DATA FOR REVIEW

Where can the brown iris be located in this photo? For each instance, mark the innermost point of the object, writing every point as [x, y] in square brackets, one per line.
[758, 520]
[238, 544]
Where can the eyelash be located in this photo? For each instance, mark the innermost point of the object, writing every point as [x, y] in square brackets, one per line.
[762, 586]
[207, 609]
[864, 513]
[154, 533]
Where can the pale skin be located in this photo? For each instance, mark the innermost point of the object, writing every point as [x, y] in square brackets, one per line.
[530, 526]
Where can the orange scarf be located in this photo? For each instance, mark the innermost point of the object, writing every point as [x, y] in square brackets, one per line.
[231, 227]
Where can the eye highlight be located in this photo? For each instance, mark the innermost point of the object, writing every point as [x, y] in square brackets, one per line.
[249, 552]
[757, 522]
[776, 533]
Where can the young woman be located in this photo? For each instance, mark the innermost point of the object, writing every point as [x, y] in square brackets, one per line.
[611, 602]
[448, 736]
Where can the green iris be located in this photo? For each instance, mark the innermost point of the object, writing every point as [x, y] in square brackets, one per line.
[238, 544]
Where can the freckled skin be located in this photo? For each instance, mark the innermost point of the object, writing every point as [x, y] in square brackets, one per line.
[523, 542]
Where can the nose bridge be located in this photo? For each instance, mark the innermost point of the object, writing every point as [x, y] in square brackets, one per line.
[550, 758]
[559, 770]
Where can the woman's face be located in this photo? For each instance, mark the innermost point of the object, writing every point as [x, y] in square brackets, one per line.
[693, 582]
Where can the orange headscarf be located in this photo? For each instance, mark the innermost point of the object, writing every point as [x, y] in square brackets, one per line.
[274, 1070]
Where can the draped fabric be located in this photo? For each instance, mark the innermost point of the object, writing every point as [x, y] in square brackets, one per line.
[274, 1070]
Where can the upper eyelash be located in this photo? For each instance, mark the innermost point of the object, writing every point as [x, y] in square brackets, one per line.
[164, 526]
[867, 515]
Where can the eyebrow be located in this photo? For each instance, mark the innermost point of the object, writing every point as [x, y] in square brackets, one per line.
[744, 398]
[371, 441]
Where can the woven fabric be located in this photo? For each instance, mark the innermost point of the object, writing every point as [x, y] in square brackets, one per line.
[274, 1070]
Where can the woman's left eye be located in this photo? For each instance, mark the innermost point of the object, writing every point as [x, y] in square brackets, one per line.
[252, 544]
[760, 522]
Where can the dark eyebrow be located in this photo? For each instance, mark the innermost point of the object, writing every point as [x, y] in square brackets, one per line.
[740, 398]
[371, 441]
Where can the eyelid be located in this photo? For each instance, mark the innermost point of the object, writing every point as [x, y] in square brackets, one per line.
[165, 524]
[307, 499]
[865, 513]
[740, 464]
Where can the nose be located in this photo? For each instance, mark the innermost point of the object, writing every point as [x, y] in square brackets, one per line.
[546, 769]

EXERCISE OBJECTIVE
Repeat the full set of records exactly.

EXERCISE OUTPUT
Where can the brown iris be located in this photo? For each instance, mark the innermost point of the object, writing every point as [x, y] in square brackets, one per line.
[758, 520]
[238, 544]
Where can the eyelash be located in this photo? For each instance, mark the innermost point of the object, writing every point as [x, y] in square brackets, one per line.
[762, 586]
[207, 609]
[864, 513]
[154, 533]
Where can the pale skin be located in this photo? For each instance, mark the innermost point of the object, writing every point as [x, y] in square brackets, one per line.
[530, 526]
Where can the orange scarf be located in this photo? For each instance, mark the innermost point of the object, writing every point as [x, y] in square brackets, one per line.
[231, 227]
Where can the eye highlight be located in this photo? For each instance, mark the innermost point of the object, writing every point as [x, y] in square brackets, one per line.
[249, 552]
[757, 522]
[776, 533]
Where can the young woman be located in this photo? For each instance, mark the innermost point of the object, writing every point as [x, y] in square brackets, one per line.
[611, 602]
[448, 736]
Where can the green iris be located in this photo? For each instance, mark the innermost point of the object, writing every point as [x, y] in square brackets, one per line.
[238, 544]
Where can the freckled skin be located in this photo? For each instance, mark the innermost point of the object, writing every point as [x, y] in square brackets, one per line.
[523, 542]
Where can the nose bridge be located in this photo? For each instance, mark the innermost point of the object, writing every point as [x, y] in square brackets, one per line.
[550, 758]
[559, 770]
Where can the woman's face be located in this photo? For each instance, mark the innermost point of the object, writing every point as [x, y] in square brackets, one per line.
[693, 582]
Where can the orange headscarf be located in this photo? For each instance, mark the innermost point of the object, writing every point as [x, y] in square brackets, one per line.
[274, 1070]
Where can the draped fabric be located in this photo? For each instance, mark the innermost point of the object, writing every point as [x, y] in square brackets, one per line.
[274, 1070]
Where can the upper eyelash be located in this photo? For each instance, mark the innermost point of the object, writing every point as [x, y] in square brackets, one per line.
[164, 526]
[867, 515]
Where can the eyebrow be located in this photo? For each instance, mark the innermost point of the object, writing every point as [x, y] in square brackets, one per line.
[744, 398]
[371, 441]
Where can the woven fabric be located in this photo? For each instance, mark the innermost point of the object, writing every point as [x, y] in square brackets, one per line.
[274, 1070]
Where can the woman's left eye be located in this photo? For each instance, mark the innermost point of the object, writing every point as [x, y] in square brackets, one per line.
[252, 544]
[760, 522]
Where can the dark eyebrow be located in this photo? For each instance, mark the innermost point of the object, writing every point as [x, y] in square brackets, one per line.
[740, 398]
[371, 441]
Where can the eyelid be located in this photo? For each instance, mark the innermost point of the object, writing every point as [x, y] in square brackets, one per line.
[165, 524]
[307, 499]
[865, 513]
[740, 464]
Where can the nose be located in this photo? For each instance, mark the innermost point of the object, writing every point as [x, y] in square brackets, one per line.
[546, 769]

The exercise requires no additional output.